» TEXTAUSSCHNITT
*-*-*
Balder ging zu Beginn der Krise in Kurzarbeit: Ich habe meine "Mädels" vermisst
Am Anfang der Krise ging die Kassiererin Balder in Kurzarbeit, von ihrem Gehalt blieben 60 Prozent übrig. "Ich dachte, ich würde nach der Krise weiterarbeiten", sagt sie, und schließt an: "Mir haben meine Mädels da schon gefehlt." Mädels, so nennt Balder ihre ehemaligen Kolleginnen, bei Balder fällt das Wort "Familie", wenn sie länger über die Frauen von ihrer Arbeitsstelle spricht.
Die Geschichte von Balders Abstieg begann vor einigen Monaten mit einem Brief. Vor Corona hatte sich die 52-Jährige an der Kasse einen Fehler geleistet. Sie hatte sich vertippt. Die Kassen waren neu, erzählt Balder, und eine Bestellung sei nicht korrekt abgesendet worden. Sie rief bei ihrem Chef an, entschuldigte sich, die Angelegenheit schien abgehakt. Dann, als die Geschäfte schließen mussten, bekam sie Post. Der Absender – ihr Arbeitgeber. In dem Schreiben wurde sie für ihren Bestellfehler abgemahnt und schon einige Wochen später war wieder Post auf dem Weg zu Balder.
*-*-*
[Gesammelte Daten]
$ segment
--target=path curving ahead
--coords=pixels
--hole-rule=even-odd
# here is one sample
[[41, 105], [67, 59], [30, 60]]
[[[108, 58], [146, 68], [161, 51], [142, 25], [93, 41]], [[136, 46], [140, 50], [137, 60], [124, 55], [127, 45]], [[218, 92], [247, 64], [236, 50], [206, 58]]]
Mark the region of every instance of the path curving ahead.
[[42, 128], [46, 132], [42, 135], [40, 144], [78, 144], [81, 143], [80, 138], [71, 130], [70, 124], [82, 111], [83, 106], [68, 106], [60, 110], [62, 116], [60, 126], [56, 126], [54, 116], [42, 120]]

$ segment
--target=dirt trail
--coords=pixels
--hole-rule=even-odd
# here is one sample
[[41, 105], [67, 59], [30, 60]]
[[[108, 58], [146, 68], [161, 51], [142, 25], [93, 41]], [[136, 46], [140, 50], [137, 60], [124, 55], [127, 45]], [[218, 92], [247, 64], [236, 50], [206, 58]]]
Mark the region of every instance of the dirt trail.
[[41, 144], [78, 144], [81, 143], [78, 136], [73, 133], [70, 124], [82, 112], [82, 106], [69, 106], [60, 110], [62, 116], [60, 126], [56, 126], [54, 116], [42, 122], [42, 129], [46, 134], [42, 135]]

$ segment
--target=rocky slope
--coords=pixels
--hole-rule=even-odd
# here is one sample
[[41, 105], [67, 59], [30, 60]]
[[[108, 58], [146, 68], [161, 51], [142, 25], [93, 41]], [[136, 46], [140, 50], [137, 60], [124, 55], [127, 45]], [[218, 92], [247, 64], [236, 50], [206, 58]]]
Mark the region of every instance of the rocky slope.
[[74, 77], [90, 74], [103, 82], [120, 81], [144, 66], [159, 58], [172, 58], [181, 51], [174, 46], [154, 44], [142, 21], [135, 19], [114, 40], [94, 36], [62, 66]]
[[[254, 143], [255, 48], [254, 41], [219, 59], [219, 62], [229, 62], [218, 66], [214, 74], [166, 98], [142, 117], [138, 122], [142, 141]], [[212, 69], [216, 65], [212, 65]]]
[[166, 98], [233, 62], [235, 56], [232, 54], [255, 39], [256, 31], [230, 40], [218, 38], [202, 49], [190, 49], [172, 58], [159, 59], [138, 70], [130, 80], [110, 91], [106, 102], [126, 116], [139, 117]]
*-*-*
» AUFTRAG
Schreibe aus dem Text über die Kassiererin Balder die Stelle zwischen „Die Geschichte von“ und „Weg zu Balder.“ wortgetreu ab, beide Grenzen eingeschlossen.

» ANTWORTFELD
Die Geschichte von Balders Abstieg begann vor einigen Monaten mit einem Brief. Vor Corona hatte sich die 52-Jährige an der Kasse einen Fehler geleistet. Sie hatte sich vertippt. Die Kassen waren neu, erzählt Balder, und eine Bestellung sei nicht korrekt abgesendet worden. Sie rief bei ihrem Chef an, entschuldigte sich, die Angelegenheit schien abgehakt. Dann, als die Geschäfte schließen mussten, bekam sie Post. Der Absender – ihr Arbeitgeber. In dem Schreiben wurde sie für ihren Bestellfehler abgemahnt und schon einige Wochen später war wieder Post auf dem Weg zu Balder.